Image point annotation entries:
──────────
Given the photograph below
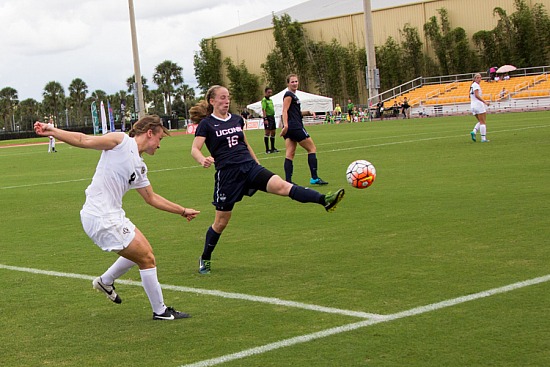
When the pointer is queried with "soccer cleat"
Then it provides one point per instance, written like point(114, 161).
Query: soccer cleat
point(171, 314)
point(317, 181)
point(108, 290)
point(204, 266)
point(331, 200)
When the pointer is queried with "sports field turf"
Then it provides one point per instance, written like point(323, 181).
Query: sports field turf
point(444, 261)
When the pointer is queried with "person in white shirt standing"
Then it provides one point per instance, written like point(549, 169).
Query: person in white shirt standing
point(121, 168)
point(51, 143)
point(477, 104)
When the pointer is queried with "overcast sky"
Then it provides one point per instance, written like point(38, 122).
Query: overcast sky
point(60, 40)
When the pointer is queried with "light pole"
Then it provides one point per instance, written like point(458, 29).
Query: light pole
point(373, 77)
point(137, 71)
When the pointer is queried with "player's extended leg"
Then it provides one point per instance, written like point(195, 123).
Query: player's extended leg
point(272, 140)
point(476, 129)
point(105, 282)
point(140, 252)
point(311, 149)
point(290, 146)
point(276, 185)
point(266, 141)
point(483, 127)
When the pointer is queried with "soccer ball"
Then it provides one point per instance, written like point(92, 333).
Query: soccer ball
point(361, 174)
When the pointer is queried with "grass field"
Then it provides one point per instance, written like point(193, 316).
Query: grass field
point(444, 261)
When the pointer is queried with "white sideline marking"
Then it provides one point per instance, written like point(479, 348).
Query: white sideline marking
point(209, 292)
point(372, 319)
point(361, 324)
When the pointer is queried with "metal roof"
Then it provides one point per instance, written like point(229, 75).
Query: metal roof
point(315, 10)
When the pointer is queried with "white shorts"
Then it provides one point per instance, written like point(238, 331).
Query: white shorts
point(478, 109)
point(110, 233)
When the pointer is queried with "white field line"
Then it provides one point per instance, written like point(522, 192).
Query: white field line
point(357, 325)
point(208, 292)
point(298, 154)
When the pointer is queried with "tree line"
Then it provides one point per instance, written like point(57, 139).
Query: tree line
point(521, 39)
point(172, 97)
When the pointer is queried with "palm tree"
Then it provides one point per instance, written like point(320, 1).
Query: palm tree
point(167, 76)
point(29, 112)
point(186, 93)
point(78, 90)
point(8, 102)
point(54, 98)
point(131, 81)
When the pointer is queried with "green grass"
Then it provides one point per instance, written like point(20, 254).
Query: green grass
point(445, 218)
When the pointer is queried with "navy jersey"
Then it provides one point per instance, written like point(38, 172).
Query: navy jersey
point(294, 112)
point(225, 140)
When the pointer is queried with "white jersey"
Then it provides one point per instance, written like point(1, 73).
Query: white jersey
point(118, 170)
point(476, 105)
point(473, 99)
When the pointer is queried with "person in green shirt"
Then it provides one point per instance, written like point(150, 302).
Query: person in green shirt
point(268, 113)
point(350, 110)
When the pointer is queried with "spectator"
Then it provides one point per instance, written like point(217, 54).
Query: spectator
point(268, 112)
point(380, 109)
point(478, 104)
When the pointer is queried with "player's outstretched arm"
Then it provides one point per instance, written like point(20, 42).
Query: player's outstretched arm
point(197, 155)
point(161, 203)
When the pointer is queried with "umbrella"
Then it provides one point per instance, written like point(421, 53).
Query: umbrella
point(506, 69)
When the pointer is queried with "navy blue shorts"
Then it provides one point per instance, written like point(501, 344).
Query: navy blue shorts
point(296, 135)
point(232, 183)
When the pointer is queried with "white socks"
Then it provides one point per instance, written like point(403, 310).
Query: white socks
point(152, 288)
point(118, 269)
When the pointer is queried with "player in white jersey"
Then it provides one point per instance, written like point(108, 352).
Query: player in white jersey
point(477, 104)
point(120, 169)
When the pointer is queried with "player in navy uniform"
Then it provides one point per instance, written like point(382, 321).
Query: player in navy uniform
point(238, 171)
point(294, 133)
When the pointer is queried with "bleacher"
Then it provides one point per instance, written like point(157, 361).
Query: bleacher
point(457, 92)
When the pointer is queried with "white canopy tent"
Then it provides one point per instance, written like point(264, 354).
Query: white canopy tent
point(308, 102)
──────────
Stated problem:
Identify every line of the records that contains the word "uniform", and copy each of those lines.

Result below:
When the pointer is queried with "player in navy uniform"
Query: player in navy uniform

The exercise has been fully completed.